==== Records for the exercise ====

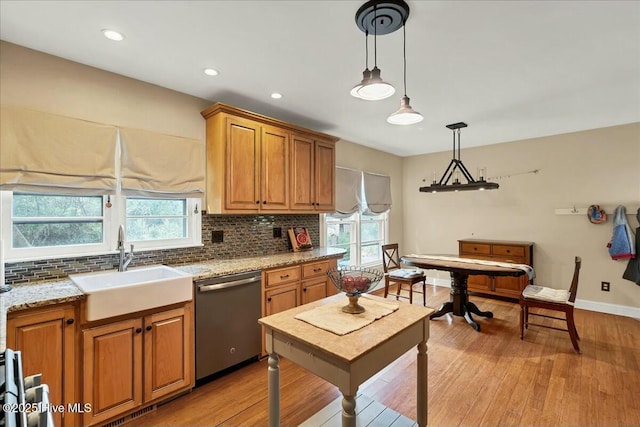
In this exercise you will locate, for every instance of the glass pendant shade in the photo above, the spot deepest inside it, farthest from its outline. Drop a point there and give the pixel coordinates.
(405, 115)
(366, 75)
(375, 88)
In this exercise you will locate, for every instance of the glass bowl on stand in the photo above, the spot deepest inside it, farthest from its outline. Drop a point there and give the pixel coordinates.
(354, 281)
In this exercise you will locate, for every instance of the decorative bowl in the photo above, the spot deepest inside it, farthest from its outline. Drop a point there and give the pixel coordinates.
(354, 281)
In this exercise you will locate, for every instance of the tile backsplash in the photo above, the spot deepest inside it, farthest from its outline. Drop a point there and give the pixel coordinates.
(242, 236)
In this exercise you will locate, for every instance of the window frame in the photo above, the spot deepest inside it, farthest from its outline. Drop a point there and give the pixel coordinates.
(357, 220)
(112, 218)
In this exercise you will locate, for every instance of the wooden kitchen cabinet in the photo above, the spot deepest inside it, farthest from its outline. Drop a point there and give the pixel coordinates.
(312, 174)
(288, 287)
(47, 339)
(252, 164)
(137, 361)
(497, 250)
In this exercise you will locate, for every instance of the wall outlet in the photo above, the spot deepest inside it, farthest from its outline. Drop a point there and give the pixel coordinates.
(217, 236)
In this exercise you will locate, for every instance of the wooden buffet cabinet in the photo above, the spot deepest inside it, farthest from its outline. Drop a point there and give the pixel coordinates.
(257, 164)
(288, 287)
(497, 250)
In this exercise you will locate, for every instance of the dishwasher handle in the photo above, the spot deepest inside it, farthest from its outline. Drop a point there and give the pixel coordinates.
(225, 285)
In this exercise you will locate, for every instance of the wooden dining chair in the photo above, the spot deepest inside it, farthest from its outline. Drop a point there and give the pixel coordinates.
(394, 273)
(551, 299)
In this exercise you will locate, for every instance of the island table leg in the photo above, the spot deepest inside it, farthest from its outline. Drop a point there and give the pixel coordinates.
(274, 390)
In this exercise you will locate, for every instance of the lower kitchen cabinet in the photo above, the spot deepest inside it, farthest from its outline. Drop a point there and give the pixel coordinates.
(46, 338)
(133, 362)
(288, 287)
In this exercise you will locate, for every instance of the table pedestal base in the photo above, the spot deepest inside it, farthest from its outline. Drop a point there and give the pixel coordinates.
(459, 304)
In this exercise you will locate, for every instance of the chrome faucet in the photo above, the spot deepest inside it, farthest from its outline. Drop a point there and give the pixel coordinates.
(125, 259)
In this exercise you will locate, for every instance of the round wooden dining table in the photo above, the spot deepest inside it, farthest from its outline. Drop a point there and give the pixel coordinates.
(460, 270)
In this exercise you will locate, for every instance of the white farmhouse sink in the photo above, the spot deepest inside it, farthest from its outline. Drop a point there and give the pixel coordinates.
(113, 293)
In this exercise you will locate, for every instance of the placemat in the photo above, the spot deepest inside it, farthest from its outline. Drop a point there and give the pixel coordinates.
(330, 317)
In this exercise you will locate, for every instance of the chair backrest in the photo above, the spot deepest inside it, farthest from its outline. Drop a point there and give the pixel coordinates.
(390, 257)
(573, 290)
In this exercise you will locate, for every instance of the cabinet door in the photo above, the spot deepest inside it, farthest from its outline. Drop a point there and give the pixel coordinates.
(167, 352)
(313, 290)
(243, 165)
(274, 186)
(325, 163)
(46, 339)
(112, 369)
(281, 298)
(302, 174)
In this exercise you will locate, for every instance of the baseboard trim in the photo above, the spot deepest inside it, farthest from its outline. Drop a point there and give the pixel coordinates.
(602, 307)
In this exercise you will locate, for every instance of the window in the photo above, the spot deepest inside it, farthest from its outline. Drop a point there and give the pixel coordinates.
(40, 226)
(153, 223)
(360, 235)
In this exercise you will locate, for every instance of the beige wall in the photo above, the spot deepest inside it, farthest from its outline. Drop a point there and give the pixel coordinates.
(600, 166)
(354, 156)
(47, 83)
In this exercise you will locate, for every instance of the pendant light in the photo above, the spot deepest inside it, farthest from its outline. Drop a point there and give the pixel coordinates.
(366, 74)
(457, 168)
(383, 17)
(405, 115)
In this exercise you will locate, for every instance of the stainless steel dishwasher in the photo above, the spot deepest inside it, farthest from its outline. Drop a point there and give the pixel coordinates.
(226, 322)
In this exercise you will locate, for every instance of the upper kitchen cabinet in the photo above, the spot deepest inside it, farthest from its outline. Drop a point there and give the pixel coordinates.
(312, 174)
(259, 164)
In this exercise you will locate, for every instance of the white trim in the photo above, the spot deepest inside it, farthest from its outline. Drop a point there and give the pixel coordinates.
(603, 307)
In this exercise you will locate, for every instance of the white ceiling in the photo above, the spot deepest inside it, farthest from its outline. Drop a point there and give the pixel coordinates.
(511, 69)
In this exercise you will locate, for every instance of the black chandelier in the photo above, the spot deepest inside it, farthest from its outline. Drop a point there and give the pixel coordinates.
(457, 168)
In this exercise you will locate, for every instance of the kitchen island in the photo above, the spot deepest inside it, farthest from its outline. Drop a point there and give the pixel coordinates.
(347, 360)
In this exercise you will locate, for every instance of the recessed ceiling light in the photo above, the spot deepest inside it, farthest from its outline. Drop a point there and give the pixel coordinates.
(113, 35)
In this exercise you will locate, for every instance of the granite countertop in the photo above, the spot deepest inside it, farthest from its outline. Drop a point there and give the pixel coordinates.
(24, 296)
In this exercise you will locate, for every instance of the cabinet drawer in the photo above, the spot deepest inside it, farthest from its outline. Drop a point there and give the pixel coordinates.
(509, 251)
(512, 260)
(475, 248)
(315, 269)
(282, 275)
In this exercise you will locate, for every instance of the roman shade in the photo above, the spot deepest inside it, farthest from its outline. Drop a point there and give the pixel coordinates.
(157, 165)
(349, 194)
(46, 153)
(377, 193)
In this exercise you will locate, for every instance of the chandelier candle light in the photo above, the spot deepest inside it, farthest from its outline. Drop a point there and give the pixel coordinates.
(457, 168)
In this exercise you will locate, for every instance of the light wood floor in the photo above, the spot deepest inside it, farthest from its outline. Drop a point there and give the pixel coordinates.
(491, 378)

====

Short problem:
Reproduce the rows above without any alteration, omitting the pictures from your answer.

Final result:
In this exercise you will locate, for every instance of the glass pendant shade in the photo above, the spot deepest inside it, farthest from its outline. Drop a point there and give the pixel coordinates.
(405, 115)
(366, 75)
(375, 88)
In this exercise you will locate, for every instance of the glass bowl on stand in the photo above, the spot deepest inside it, farthest from its outline. Drop a point there and give the pixel coordinates.
(354, 281)
In this exercise you will locate, for every instance of the decorative bowl in the photo above, the spot deepest inside it, farthest from its outline. Drop a point there and give the pixel coordinates.
(354, 281)
In this exercise you will locate, for every instance of the tile backsplash in the photo above, the spot deepest inside it, farthest from its outline. Drop a point there and give the pixel coordinates.
(242, 236)
In this exercise you will locate, for every instance of the window frame in the photo above, the spot deepest inside it, farthest from its outline. Drop a point there and give the pixel coordinates.
(357, 220)
(112, 218)
In this exercise you will locate, for every instance of the wooden kitchen cabinet in the photo above, the spot deepest inside it, farthest from its outline. Drop a point there and give the pixel coordinates.
(312, 174)
(288, 287)
(47, 339)
(252, 164)
(137, 361)
(497, 250)
In this exercise you will locate, for every instance of the wall outlet in the photo above, the spot deepest inside it, farthest from its outline. Drop a point there and give the pixel coordinates.
(217, 236)
In this exercise you will locate, for every instance of the wooden buffet cabinet in the photo above, the spot deepest inside it, farthest from its outline. Drop a point there and give the pixel coordinates.
(257, 164)
(288, 287)
(497, 250)
In this exercise you will locate, for every instance of the dishwasher handle in the photo above, the spot deepest inside it, farthest from its outline. Drop a point there and give the pixel coordinates.
(225, 285)
In this exercise you will locate, for every instance of the wooden dining chair in the photo above, the spot deepest inside it, farthest from its outline. Drop a point there and give the pixel coordinates.
(394, 273)
(551, 299)
In this exercise you will locate, for every instance of the island table leg in the photo above, the spot deepest inside it, farthest from its outline. Drop a point there and give the pixel coordinates.
(274, 390)
In this exercise you will locate, for every instance of the lower kitchen cabinet in the photo above, the spot deepest inside it, farthest from its outline. Drop a point there and give the pixel coordinates.
(46, 338)
(133, 362)
(288, 287)
In this exercise you will locate, for every instance of the table pedestal base in the photo above, the spot deepest inside it, farthest from its outline. Drop a point there and give the pixel coordinates.
(459, 304)
In this exercise you will locate, for every instance of the chrome faucet in the photo above, the spot deepest inside it, farthest from its outline. Drop a point there and give the pixel coordinates.
(125, 259)
In this exercise you will locate, for every instance of the round wooden dining table in the photo above, the spot deepest inside it, farthest from its outline. Drop a point there and give the pixel coordinates.
(460, 270)
In this exercise you will locate, for every instance of the white farmhouse sink in the photo above, the spot deepest inside it, farthest from its outline. Drop a point there and give the pixel coordinates.
(113, 293)
In this exercise you will locate, for every instance of the placemat in the photo above, the spot deepest inside it, farthest from its outline. Drop a point there and give the pixel coordinates.
(330, 317)
In this exercise you will locate, for every instance of the chair backrest in the photo above, the spot deepest inside it, farthest from its outline. Drop a point there and give the pixel coordinates.
(390, 257)
(573, 290)
In this exercise you will locate, for every instance of the cabinet door in the photo above, the spot deepest inside it, farthest from its outline. Drop a point there and give the pixel coordinates.
(167, 352)
(313, 290)
(243, 165)
(274, 186)
(325, 163)
(46, 339)
(112, 369)
(281, 298)
(302, 174)
In this exercise you will locate, for every instance of the baseboard trim in the photo above, the spot deepest inside it, farthest from its outline. Drop a point there and give the pixel coordinates.
(602, 307)
In this exercise you will locate, for every instance of the window in the photo above, the spot deepest inside it, farthest from its outline. Drop a point there and give the pixel coordinates.
(40, 226)
(153, 223)
(360, 235)
In this exercise you will locate, for every instance of the beige wall in the photo above, the spot deepest inside it, farthest from its outline. Drop a point there and give the pixel coordinates.
(600, 166)
(354, 156)
(47, 83)
In this exercise you will locate, for every instance of the pendant light in the photo above, the spot deepest inside it, farthest from its outline. Drop a point there and give the pixel coordinates.
(366, 74)
(457, 168)
(383, 17)
(405, 115)
In this exercise you will locate, for every instance of the stainless steel dishwasher in the photo above, the spot deepest inside it, farthest from its outline. Drop a point there and give the pixel coordinates.
(226, 322)
In this exercise you will locate, for every instance of the upper kitchen cabinet in the photo above, the spot deepest inside it, farthest from its outline. Drop a point there and give the pixel coordinates.
(312, 174)
(259, 164)
In this exercise you will locate, for every instance of the white trim in the photo above, the spot deepest inside it, farthest from its outline. Drop a point there and give the pixel coordinates.
(603, 307)
In this exercise you will locate, for every instance of the white ceiling in the photo above, the spot deepest inside it, farthest from its outline. Drop a point there and give the pixel coordinates.
(511, 69)
In this exercise you will locate, for every instance of the black chandelier in the photo above, the spot deepest inside it, farthest from its outline. Drop a point there and give the pixel coordinates.
(457, 168)
In this exercise you will locate, for every instance of the kitchen island in the photo above, the spot deepest inside it, farthest from its outline. Drop a point there and give the pixel coordinates.
(347, 360)
In this exercise you will locate, for every instance of the recessed ceiling light in the photo above, the spot deepest inside it, farthest from its outline. Drop a point there and give the pixel coordinates.
(113, 35)
In this exercise you will locate, for every instance of the granite countertop in the photo above, the spot deepest inside it, farthest from its outline. Drop a point there and give the pixel coordinates.
(24, 296)
In this exercise you will locate, for every instance of the cabinet drawer in the photo above, the spot deepest inside it, farthest from its outline. Drop a point there and give the pixel coordinates.
(509, 251)
(512, 260)
(475, 248)
(315, 269)
(282, 275)
In this exercise you will locate, for every instance of the roman shade in the photo above, the spot deepest inside it, farthest from its outline. Drop a point there and give the pixel coordinates.
(157, 165)
(349, 194)
(46, 153)
(377, 193)
In this exercise you will locate, for every instance of the chandelier candle light in the photo above, the spot deepest inside it, farthest from its outline. Drop a point there and give the pixel coordinates.
(457, 168)
In this exercise you will locate, for every instance of the light wood floor in the photo above, the spot deepest inside it, farthest from its outline. Drop a point there and give the pixel coordinates.
(491, 378)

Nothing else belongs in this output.